PROBLEM TO SOLVE - Pick up the passage on press reactions to the Macedonian insurgency after its final sentence, and continue it in the same style.

TEXT FOR ANALYSIS -
The Daily Telegraph argued that NATO has a "moral obligation" to aggressively patrol the border and to thwart rebel movements into Macedonia, since that country "harboured ethnic Albanian refugees from Kosovo during Serbian ethnic cleansing, and its territory now provides logistical support" to NATO troops. Meanwhile, the Moscow Times published a blistering editorial blaming NATO for the guerrillas' successes and suggesting that the CIA "secretly supported and trained the ethnic Albanian extremists now behind the insurgencies in Macedonia." Noting official U.S. comments that "Macedonia has yet to seize the attention of the new administration," the editorial concluded:
With a rag-tag "army" of 12,000 or so troops and a few dozen tanks, Macedonia is looking for help. And with NATO unwilling or unable to use its 35,000 troops in the area, and the new U.S. president still learning geography, that duty may fall upon Russia. Putin says something must be done, even if by force. But if Russia finds itself involved in another mountain war against Islamic rebels—this time in the heart of Europe—Washington will have no one else but itself to blame for having to be taught how "to handle" its own proxies.

DATASET ENTRIES -
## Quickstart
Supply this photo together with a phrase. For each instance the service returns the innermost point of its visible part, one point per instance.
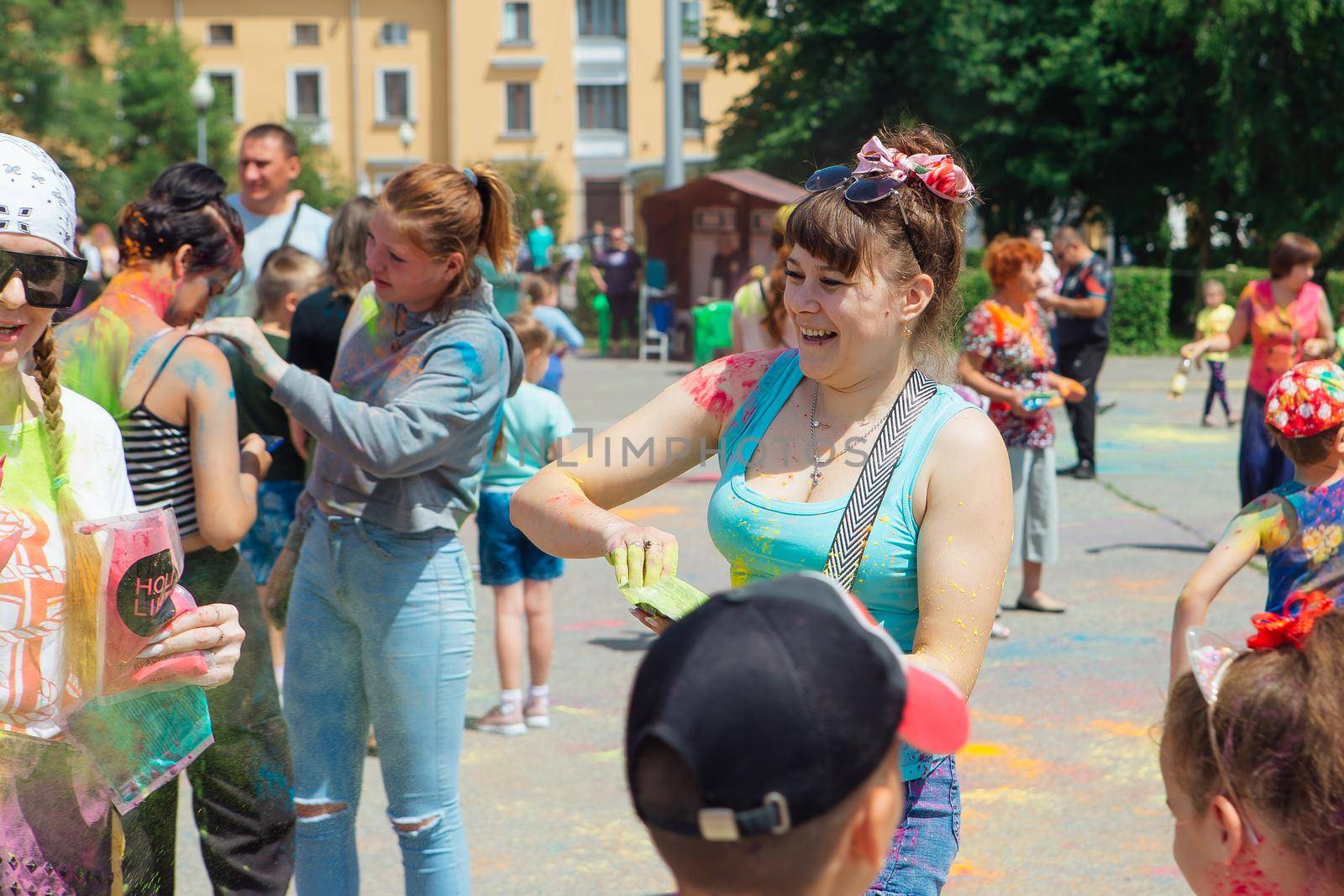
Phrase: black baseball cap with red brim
(783, 698)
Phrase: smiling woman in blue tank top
(874, 254)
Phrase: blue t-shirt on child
(1312, 559)
(534, 418)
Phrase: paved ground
(1061, 783)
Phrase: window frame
(237, 74)
(233, 34)
(508, 129)
(622, 109)
(699, 22)
(620, 20)
(381, 116)
(385, 42)
(524, 40)
(698, 127)
(292, 94)
(318, 34)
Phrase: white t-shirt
(34, 685)
(264, 235)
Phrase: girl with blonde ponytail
(62, 463)
(381, 613)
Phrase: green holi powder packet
(141, 741)
(669, 597)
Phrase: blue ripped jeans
(927, 839)
(381, 626)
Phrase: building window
(307, 100)
(517, 109)
(228, 96)
(601, 107)
(691, 19)
(517, 23)
(393, 94)
(601, 18)
(691, 107)
(219, 35)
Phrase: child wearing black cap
(763, 741)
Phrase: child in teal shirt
(534, 432)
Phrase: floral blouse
(1019, 356)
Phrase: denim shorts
(507, 557)
(275, 512)
(927, 839)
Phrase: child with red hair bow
(1299, 526)
(1253, 755)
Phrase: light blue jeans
(381, 626)
(929, 836)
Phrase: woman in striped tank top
(174, 399)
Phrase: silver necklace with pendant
(813, 425)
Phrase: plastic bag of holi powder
(669, 597)
(140, 739)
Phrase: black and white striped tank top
(159, 453)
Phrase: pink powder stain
(721, 385)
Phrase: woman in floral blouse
(1007, 358)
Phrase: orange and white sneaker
(537, 714)
(496, 721)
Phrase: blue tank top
(1314, 557)
(764, 537)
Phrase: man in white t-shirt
(1048, 270)
(268, 164)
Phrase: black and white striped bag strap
(874, 479)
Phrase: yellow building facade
(573, 83)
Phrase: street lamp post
(202, 98)
(407, 136)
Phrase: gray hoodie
(407, 426)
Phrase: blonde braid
(84, 563)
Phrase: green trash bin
(604, 322)
(712, 331)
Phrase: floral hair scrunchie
(1307, 401)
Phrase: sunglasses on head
(49, 281)
(858, 188)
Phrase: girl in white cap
(62, 463)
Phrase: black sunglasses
(49, 281)
(858, 188)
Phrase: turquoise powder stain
(470, 358)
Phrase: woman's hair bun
(188, 186)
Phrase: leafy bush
(1236, 278)
(974, 286)
(535, 186)
(1139, 318)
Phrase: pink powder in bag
(140, 595)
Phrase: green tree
(324, 184)
(1108, 107)
(535, 186)
(114, 114)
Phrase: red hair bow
(1274, 631)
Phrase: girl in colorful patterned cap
(1253, 757)
(1299, 526)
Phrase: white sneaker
(537, 714)
(496, 721)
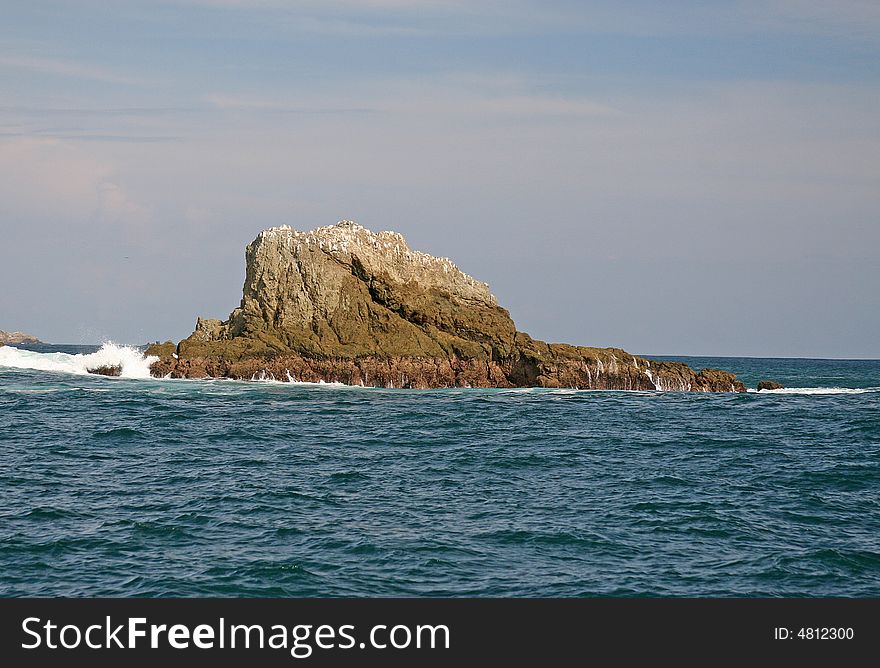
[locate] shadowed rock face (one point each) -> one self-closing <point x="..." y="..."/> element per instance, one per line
<point x="344" y="304"/>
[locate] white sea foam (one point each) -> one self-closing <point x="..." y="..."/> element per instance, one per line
<point x="131" y="360"/>
<point x="817" y="390"/>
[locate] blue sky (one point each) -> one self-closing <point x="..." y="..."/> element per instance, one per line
<point x="677" y="177"/>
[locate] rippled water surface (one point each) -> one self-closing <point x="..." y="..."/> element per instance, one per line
<point x="142" y="487"/>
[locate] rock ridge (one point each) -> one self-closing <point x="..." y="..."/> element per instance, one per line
<point x="344" y="304"/>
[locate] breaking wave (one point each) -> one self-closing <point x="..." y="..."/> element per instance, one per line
<point x="131" y="360"/>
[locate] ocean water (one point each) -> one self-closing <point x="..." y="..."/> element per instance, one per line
<point x="142" y="487"/>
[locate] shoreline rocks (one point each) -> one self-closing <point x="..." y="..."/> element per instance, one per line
<point x="344" y="304"/>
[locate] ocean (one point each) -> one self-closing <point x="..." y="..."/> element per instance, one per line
<point x="135" y="486"/>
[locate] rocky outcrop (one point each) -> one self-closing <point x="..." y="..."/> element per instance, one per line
<point x="13" y="338"/>
<point x="769" y="385"/>
<point x="344" y="304"/>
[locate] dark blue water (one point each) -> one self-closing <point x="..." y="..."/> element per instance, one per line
<point x="185" y="488"/>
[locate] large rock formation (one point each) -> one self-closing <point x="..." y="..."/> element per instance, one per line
<point x="13" y="338"/>
<point x="344" y="304"/>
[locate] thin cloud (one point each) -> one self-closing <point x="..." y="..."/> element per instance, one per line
<point x="68" y="68"/>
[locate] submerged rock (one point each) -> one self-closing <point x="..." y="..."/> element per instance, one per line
<point x="344" y="304"/>
<point x="14" y="338"/>
<point x="769" y="385"/>
<point x="106" y="370"/>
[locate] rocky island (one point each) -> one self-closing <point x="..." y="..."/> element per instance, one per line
<point x="344" y="304"/>
<point x="13" y="338"/>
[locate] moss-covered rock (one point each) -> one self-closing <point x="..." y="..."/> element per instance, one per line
<point x="342" y="303"/>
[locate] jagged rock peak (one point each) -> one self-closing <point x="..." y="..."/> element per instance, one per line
<point x="378" y="252"/>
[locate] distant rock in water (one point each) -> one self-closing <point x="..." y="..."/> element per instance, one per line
<point x="769" y="385"/>
<point x="344" y="304"/>
<point x="13" y="338"/>
<point x="107" y="370"/>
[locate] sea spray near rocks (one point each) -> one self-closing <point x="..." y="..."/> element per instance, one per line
<point x="130" y="361"/>
<point x="344" y="304"/>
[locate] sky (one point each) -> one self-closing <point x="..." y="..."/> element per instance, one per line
<point x="687" y="178"/>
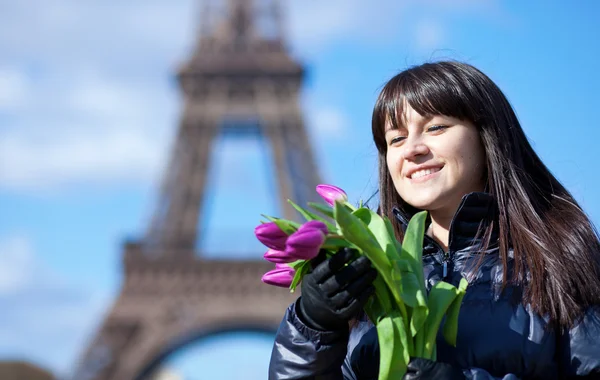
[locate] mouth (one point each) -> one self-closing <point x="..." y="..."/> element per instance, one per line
<point x="424" y="174"/>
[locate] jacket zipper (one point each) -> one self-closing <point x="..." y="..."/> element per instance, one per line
<point x="446" y="257"/>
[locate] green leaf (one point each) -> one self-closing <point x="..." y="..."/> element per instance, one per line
<point x="334" y="243"/>
<point x="287" y="226"/>
<point x="300" y="272"/>
<point x="394" y="355"/>
<point x="357" y="233"/>
<point x="450" y="329"/>
<point x="296" y="264"/>
<point x="412" y="245"/>
<point x="323" y="209"/>
<point x="379" y="229"/>
<point x="310" y="216"/>
<point x="390" y="229"/>
<point x="411" y="294"/>
<point x="441" y="297"/>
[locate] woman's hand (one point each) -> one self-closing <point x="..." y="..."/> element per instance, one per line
<point x="336" y="290"/>
<point x="420" y="369"/>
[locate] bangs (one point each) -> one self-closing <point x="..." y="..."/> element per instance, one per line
<point x="430" y="89"/>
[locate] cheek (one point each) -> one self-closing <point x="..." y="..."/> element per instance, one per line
<point x="393" y="163"/>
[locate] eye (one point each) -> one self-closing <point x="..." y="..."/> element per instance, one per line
<point x="396" y="140"/>
<point x="435" y="128"/>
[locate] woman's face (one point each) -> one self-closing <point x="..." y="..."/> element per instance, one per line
<point x="435" y="161"/>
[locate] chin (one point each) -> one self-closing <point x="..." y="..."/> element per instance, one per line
<point x="421" y="204"/>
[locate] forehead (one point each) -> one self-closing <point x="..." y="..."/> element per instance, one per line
<point x="405" y="116"/>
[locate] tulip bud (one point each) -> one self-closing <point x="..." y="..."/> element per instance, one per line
<point x="315" y="224"/>
<point x="331" y="193"/>
<point x="305" y="244"/>
<point x="271" y="235"/>
<point x="283" y="266"/>
<point x="276" y="256"/>
<point x="279" y="277"/>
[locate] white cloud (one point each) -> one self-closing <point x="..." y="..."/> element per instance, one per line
<point x="13" y="88"/>
<point x="429" y="34"/>
<point x="90" y="104"/>
<point x="44" y="318"/>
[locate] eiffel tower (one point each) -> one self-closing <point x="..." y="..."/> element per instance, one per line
<point x="239" y="79"/>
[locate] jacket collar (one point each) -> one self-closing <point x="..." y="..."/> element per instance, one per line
<point x="475" y="209"/>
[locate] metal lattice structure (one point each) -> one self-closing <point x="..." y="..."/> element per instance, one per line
<point x="240" y="71"/>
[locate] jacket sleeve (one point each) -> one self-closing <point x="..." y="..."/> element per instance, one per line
<point x="300" y="352"/>
<point x="580" y="347"/>
<point x="481" y="374"/>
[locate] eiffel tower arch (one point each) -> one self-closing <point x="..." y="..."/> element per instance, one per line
<point x="240" y="77"/>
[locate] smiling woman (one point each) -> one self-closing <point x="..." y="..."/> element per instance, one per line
<point x="449" y="143"/>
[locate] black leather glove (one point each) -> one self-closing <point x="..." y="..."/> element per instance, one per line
<point x="334" y="292"/>
<point x="421" y="369"/>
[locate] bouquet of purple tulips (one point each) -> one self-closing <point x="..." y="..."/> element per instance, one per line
<point x="406" y="317"/>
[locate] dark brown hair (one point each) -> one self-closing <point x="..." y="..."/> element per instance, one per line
<point x="555" y="246"/>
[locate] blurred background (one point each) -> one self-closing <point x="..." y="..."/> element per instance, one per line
<point x="89" y="107"/>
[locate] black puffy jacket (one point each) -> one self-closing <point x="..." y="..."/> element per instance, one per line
<point x="498" y="337"/>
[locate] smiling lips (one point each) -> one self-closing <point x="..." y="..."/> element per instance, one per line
<point x="424" y="173"/>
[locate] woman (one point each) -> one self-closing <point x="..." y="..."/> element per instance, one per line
<point x="450" y="143"/>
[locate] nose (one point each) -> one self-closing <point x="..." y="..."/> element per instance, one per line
<point x="414" y="147"/>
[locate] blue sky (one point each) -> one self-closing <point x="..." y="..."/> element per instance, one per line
<point x="88" y="107"/>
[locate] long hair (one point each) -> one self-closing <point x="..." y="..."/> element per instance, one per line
<point x="555" y="246"/>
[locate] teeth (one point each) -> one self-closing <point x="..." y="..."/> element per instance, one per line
<point x="422" y="173"/>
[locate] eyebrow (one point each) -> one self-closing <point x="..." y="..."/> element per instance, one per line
<point x="421" y="120"/>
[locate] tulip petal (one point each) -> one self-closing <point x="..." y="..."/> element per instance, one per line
<point x="276" y="256"/>
<point x="305" y="244"/>
<point x="271" y="235"/>
<point x="278" y="277"/>
<point x="331" y="193"/>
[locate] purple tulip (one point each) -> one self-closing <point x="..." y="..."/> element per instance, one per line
<point x="315" y="224"/>
<point x="305" y="244"/>
<point x="276" y="256"/>
<point x="271" y="235"/>
<point x="331" y="193"/>
<point x="279" y="277"/>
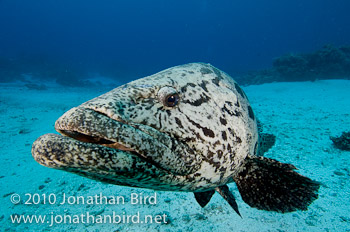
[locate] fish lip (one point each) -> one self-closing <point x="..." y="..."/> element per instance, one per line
<point x="157" y="148"/>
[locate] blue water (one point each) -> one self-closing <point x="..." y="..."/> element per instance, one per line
<point x="48" y="46"/>
<point x="137" y="38"/>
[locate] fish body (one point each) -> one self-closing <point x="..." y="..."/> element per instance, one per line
<point x="187" y="128"/>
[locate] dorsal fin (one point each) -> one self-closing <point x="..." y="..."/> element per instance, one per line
<point x="203" y="198"/>
<point x="224" y="191"/>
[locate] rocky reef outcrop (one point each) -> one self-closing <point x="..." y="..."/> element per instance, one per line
<point x="327" y="63"/>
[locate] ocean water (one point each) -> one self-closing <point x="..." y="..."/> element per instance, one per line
<point x="55" y="55"/>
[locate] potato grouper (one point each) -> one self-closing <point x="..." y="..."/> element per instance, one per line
<point x="188" y="128"/>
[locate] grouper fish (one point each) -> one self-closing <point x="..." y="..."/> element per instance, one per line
<point x="188" y="128"/>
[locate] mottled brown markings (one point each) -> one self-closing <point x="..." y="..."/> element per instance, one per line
<point x="235" y="113"/>
<point x="203" y="99"/>
<point x="178" y="122"/>
<point x="184" y="88"/>
<point x="224" y="136"/>
<point x="206" y="131"/>
<point x="223" y="121"/>
<point x="203" y="85"/>
<point x="220" y="153"/>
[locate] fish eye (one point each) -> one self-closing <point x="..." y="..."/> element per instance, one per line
<point x="168" y="96"/>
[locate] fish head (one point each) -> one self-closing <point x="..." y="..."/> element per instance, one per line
<point x="187" y="128"/>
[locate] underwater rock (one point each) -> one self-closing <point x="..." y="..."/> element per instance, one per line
<point x="342" y="142"/>
<point x="327" y="63"/>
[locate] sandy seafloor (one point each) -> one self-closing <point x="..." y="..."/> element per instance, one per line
<point x="302" y="116"/>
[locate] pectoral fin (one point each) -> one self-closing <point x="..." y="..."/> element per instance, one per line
<point x="274" y="186"/>
<point x="203" y="198"/>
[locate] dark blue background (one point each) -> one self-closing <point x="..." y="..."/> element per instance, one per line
<point x="142" y="37"/>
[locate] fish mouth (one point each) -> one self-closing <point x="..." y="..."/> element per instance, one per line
<point x="88" y="135"/>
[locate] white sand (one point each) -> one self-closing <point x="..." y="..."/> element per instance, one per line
<point x="301" y="115"/>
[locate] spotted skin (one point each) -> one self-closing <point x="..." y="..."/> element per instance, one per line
<point x="197" y="145"/>
<point x="187" y="128"/>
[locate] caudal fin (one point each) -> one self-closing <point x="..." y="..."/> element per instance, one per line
<point x="274" y="186"/>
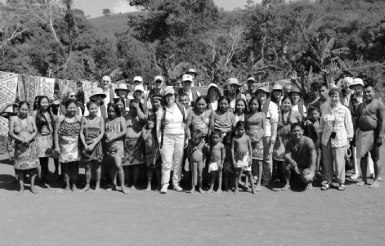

OUTPUT BELOW -
Here's to you, Ms. Robinson: The Swiss press lamented Mary Robinson's decision not to seek a second term as U.N. High Commissioner on Human Rights when her term expires in September. The Tribune de Genève, published in the city the former Irish president has called home since she took the U.N. position in 1997, observed: "Everyone in the field acknowledged her very Irish courage mixed with Anglo-Saxon tenacity. … With Bush's accession to power coming after Putin's and being followed by Ariel Sharon's in Israel, this isn't an auspicious time for human rights." Le Temps, also published in Geneva, was disheartened to note that when "Robinson spoke out for economic and social rights … the West's support gradually waned," and when she charged that political rights were being violated, "governments did their best to deny her the funds she needed." As far as an Irish Times op-ed was concerned, bureaucracy and inadequate funding are responsible for her departure. It concluded, "Can tyrants and despots, bullies and fanatical ideologues sleep easier at night now that she is giving up her UN role? The answer, both from herself and those who know her, is decidedly in the negative: you don't get rid of Mary Robinson that easily."
The ghost in the condom machine: Soon after Hong Kong's South China Morning Post moved its offices earlier this month, staffers reported strange goings-on in the women's bathroom: One staffer heard a voice calling her name, and an artist heard a noise "like a sigh or heavy breathing." So, the paper brought in Buddhist monks to perform a ghost-cleansing ceremony. One of the monks said he "had felt a presence in the female toilets." He told the paper, "There is a strong sense of spirits of the nether world inside. There is simply an absence of life in that room, like a vacuum."
Kangaroo sales jump: The Guardian reports that in the wake of the foot-and-mouth and mad cow disease health scares, the demand for kangaroo meat is going through the roof, making the "kangaroo industry" the fastest-growing rural business in Australia. The meat was described by no less an authority than Le Monde of France as "healthy, tender, and low in fat and cholesterol"; according to the Guardian, it tastes "a little bit like deer." A spokesman for the Kangaroo Industry of Australia told the paper, "It is environmentally wise for us in Australia to produce our food from animals that belong here, rather than use introduced exotics like sheep and cattle which cause considerable environmental damage."